◆ **TASK REQUIREMENTS**:
Show all lines below holding the string "cuban".

● ● ● ● ●

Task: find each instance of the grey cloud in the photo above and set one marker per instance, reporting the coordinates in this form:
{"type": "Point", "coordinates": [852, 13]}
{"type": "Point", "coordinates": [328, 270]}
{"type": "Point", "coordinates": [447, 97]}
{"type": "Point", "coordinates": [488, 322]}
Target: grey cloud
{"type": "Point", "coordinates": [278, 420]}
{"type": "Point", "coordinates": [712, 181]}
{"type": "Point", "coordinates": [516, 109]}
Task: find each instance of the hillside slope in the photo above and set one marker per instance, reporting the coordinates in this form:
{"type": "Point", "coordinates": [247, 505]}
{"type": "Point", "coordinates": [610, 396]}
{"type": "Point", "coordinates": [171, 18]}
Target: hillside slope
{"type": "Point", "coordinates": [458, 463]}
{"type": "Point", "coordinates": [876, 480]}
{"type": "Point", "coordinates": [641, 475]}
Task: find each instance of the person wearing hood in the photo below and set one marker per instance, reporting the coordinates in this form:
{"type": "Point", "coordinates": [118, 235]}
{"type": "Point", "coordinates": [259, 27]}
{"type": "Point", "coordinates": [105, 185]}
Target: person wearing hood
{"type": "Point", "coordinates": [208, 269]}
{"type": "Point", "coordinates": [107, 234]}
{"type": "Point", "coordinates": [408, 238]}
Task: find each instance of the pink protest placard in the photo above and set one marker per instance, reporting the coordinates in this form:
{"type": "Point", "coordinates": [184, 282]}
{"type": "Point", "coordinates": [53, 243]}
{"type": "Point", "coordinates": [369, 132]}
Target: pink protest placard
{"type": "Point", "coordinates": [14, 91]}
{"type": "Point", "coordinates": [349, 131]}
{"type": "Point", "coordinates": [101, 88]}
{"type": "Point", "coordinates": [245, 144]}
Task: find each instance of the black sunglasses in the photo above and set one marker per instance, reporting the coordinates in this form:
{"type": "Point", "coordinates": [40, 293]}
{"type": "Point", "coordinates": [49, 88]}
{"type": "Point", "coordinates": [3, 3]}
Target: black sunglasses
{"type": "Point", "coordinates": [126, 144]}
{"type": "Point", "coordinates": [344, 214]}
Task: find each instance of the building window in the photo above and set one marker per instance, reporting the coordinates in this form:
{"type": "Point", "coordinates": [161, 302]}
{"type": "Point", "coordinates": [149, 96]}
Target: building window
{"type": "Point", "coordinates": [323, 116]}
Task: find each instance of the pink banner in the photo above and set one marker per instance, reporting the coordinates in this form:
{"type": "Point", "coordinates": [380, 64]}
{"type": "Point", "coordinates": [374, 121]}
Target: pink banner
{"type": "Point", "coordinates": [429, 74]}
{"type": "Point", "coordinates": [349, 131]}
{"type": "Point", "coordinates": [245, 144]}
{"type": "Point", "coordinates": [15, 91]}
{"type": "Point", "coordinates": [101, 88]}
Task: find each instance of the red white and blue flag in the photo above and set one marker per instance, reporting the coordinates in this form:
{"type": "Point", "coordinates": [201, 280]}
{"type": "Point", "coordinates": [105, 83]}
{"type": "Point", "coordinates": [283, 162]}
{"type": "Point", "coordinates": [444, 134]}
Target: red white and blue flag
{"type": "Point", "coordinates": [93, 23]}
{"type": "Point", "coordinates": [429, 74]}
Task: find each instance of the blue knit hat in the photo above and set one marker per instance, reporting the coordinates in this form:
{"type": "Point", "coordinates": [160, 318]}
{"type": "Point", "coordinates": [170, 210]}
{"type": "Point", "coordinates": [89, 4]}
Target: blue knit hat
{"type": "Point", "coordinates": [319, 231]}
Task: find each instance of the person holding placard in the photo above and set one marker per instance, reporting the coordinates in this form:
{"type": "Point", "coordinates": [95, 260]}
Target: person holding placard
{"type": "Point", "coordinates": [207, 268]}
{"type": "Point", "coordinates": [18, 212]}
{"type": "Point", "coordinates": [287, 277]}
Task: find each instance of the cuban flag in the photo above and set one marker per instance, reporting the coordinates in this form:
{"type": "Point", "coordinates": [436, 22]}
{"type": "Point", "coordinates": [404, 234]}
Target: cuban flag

● ● ● ● ●

◆ **EXERCISE RESULT**:
Task: find each instance of the cuban flag in the photo above and set one marker per instance, reporting the coordinates in this form:
Target: cuban flag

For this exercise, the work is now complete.